[Records drawn from a dataset]
........
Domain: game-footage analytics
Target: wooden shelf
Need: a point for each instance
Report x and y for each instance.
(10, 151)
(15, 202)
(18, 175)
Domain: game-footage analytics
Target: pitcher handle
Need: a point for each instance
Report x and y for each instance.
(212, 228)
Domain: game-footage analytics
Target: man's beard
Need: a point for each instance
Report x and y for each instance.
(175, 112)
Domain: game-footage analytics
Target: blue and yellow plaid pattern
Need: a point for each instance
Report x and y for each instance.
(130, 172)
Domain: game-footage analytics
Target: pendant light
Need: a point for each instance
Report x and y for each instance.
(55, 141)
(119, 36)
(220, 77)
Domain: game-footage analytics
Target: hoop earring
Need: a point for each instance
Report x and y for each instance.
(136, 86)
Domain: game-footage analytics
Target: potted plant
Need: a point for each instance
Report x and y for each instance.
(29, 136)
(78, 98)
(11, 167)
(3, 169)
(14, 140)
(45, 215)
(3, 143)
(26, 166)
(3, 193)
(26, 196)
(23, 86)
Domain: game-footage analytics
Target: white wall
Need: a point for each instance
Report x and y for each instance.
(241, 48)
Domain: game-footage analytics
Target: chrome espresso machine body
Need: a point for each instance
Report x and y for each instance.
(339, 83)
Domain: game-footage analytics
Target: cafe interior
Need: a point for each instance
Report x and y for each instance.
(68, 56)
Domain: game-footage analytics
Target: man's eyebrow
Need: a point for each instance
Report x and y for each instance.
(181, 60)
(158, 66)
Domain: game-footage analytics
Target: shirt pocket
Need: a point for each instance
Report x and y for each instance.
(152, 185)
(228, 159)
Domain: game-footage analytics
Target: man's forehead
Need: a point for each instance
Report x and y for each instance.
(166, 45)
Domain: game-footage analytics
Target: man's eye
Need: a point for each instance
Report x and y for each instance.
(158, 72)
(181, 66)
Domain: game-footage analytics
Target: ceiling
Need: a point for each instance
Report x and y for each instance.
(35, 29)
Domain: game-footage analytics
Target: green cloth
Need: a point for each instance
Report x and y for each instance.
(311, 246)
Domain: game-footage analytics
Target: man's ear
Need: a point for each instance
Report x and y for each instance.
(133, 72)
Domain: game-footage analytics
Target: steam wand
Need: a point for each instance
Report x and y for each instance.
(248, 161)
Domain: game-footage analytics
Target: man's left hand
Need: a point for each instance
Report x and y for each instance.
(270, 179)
........
Task requirements:
Could you reproduce every entry above exactly as written?

Solved problem:
Domain: game-footage analytics
Target: wooden shelf
Need: a point for each instance
Report x and y for each instance.
(10, 151)
(15, 202)
(18, 175)
Domain: game-footage analytics
Target: pitcher handle
Need: a point for each instance
Report x and y for each instance.
(212, 228)
Domain: game-footage analytics
Target: man's beard
Need: a point for each instance
Report x and y for each instance.
(175, 112)
Domain: game-footage analytics
Target: blue and yellow plaid pattern
Need: a point for each instance
Report x and y for each instance.
(130, 172)
Domain: game-footage analytics
Target: pendant light
Need: a point for each instance
Report x and y for each instance.
(55, 141)
(119, 36)
(220, 77)
Domain: game-footage analytics
Target: hoop earring
Need: a point for each instance
Report x and y for each instance.
(136, 86)
Domain: game-footage analytics
Target: potted plant
Need: a point for each instance
Report x and y for each instance.
(29, 136)
(78, 98)
(11, 167)
(3, 169)
(14, 140)
(45, 215)
(3, 143)
(26, 166)
(3, 193)
(26, 196)
(23, 86)
Domain: game-footage analytics
Target: white wall
Need: a point for each instance
Report x and y for each instance.
(241, 48)
Domain: game-footage analytics
Target: chrome espresso machine body
Need: a point for each instance
Report x and y for each instance.
(339, 83)
Domain: game-footage analytics
Target: cafe interior
Need: a point for each instance
Report x and y for each instance.
(68, 56)
Domain: game-footage analytics
Target: man's eyebrow
Need: a point for each instance
Report x and y for each instance.
(181, 60)
(158, 66)
Domain: game-footage analytics
Target: shirt pocket
Need: a point for each instance
Report x and y for each instance.
(152, 185)
(228, 159)
Domain: game-footage analytics
Target: man's forehead
Need: a point for each instance
Report x and y for each instance.
(166, 45)
Domain: game-footage analytics
Target: man's eye
Need: a point for each instance
Report x and y for each instance.
(158, 72)
(181, 66)
Domain: game-footage analytics
Target: ceiling
Need: a point for each instance
Report x and y for each instance.
(35, 29)
Domain: game-footage analytics
Target: green cloth
Need: a point for each instance
Report x and y for each instance.
(311, 246)
Domain: game-footage analytics
Target: man's ear
Need: a point for each instance
Report x and y for each instance.
(133, 72)
Domain: game-footage analytics
Target: steam wand
Need: a point for each instance
Report x and y for each instance.
(248, 161)
Domain: game-footage analytics
Target: man's left hand
Need: a point for each instance
Report x and y for each instance.
(270, 179)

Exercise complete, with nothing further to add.